→ JOB
Pick out every line of the records below that contains the string "positive", treating uppercase and lowercase as distinct, and copy each such line in full.

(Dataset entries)
◇ ◇ ◇

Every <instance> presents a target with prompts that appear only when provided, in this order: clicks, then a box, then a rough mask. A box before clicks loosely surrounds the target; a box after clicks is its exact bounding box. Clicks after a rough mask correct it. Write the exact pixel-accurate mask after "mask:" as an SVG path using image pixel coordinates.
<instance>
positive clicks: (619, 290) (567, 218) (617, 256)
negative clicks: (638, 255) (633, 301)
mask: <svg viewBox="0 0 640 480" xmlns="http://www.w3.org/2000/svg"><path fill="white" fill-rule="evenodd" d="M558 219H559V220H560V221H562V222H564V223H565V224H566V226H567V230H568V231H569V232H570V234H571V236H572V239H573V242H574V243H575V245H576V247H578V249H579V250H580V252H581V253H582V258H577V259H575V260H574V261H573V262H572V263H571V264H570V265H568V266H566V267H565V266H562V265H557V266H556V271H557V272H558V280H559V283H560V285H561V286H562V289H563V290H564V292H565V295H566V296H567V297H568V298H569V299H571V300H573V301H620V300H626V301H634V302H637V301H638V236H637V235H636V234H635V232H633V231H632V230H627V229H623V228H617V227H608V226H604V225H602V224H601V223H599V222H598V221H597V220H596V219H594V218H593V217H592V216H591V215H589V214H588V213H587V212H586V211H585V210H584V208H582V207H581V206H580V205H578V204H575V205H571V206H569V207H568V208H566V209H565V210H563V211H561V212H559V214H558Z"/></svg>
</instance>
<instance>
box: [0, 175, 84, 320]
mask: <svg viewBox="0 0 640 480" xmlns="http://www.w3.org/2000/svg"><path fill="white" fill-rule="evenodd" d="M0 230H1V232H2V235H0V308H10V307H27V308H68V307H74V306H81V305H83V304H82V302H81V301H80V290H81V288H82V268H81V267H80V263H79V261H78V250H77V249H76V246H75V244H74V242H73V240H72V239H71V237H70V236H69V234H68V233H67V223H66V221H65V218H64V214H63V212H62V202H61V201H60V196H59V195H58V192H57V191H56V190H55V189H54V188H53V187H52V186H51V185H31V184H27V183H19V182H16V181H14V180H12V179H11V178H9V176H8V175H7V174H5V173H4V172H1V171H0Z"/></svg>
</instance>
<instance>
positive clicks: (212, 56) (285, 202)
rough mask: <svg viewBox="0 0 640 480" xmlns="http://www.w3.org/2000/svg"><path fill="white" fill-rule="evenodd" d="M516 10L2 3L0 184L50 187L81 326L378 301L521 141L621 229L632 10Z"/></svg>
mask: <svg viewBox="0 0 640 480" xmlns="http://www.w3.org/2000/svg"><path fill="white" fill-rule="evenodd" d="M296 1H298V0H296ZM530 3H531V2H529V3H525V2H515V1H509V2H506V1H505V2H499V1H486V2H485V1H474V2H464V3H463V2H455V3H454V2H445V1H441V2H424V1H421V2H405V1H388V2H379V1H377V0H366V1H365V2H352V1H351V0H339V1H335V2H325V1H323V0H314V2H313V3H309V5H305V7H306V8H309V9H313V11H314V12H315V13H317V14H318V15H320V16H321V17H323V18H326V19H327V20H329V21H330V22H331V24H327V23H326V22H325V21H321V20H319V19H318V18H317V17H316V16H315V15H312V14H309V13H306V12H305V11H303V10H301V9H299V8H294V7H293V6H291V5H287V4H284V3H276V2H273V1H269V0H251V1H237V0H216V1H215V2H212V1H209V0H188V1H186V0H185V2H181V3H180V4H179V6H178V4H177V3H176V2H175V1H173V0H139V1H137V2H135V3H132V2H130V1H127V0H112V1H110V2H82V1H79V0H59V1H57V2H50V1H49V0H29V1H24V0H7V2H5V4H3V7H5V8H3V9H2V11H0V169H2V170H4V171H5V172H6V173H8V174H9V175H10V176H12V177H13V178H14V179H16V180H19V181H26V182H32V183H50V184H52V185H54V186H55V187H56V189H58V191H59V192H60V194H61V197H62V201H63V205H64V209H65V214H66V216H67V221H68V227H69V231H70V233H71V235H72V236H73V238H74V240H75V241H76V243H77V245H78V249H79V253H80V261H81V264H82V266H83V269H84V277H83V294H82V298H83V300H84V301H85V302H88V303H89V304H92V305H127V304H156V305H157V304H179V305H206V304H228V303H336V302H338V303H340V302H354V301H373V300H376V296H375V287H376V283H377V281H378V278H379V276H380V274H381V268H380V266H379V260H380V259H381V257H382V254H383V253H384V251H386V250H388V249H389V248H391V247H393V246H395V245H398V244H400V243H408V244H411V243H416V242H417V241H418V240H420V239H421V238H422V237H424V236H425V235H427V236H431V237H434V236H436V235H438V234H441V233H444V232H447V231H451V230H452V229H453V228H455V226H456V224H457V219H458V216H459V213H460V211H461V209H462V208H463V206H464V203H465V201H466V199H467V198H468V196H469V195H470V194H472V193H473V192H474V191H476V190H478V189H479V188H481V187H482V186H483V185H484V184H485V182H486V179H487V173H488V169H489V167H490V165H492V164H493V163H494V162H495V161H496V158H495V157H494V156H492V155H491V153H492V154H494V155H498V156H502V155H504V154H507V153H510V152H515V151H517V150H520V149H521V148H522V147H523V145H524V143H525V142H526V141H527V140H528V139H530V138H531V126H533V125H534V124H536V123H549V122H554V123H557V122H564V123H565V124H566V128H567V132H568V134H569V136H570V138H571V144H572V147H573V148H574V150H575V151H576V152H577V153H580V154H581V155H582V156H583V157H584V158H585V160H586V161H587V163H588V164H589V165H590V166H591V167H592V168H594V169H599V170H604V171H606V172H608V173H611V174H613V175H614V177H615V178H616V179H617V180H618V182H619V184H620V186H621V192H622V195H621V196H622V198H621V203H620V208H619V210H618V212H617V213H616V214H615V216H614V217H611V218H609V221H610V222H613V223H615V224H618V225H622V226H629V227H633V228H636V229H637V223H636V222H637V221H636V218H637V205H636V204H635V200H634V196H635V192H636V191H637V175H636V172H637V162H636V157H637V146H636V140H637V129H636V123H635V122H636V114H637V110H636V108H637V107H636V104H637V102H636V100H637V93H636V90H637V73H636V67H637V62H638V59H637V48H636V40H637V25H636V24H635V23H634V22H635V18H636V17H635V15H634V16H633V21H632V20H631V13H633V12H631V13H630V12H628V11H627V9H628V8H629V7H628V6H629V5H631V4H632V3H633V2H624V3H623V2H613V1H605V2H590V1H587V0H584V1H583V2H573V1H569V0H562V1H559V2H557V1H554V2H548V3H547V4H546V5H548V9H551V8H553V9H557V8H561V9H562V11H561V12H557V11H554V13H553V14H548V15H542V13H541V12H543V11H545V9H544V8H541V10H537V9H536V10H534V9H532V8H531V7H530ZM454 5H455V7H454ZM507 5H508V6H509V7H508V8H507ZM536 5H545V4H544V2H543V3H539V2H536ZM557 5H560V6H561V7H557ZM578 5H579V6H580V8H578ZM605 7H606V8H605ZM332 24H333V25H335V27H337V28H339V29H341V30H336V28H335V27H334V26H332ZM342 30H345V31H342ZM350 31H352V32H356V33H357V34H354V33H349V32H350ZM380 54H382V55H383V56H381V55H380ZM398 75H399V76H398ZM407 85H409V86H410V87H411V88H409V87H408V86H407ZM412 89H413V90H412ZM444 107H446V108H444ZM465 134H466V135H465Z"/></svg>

◇ ◇ ◇

→ REPLY
positive clicks: (619, 290) (567, 218) (617, 256)
positive clicks: (212, 56) (285, 202)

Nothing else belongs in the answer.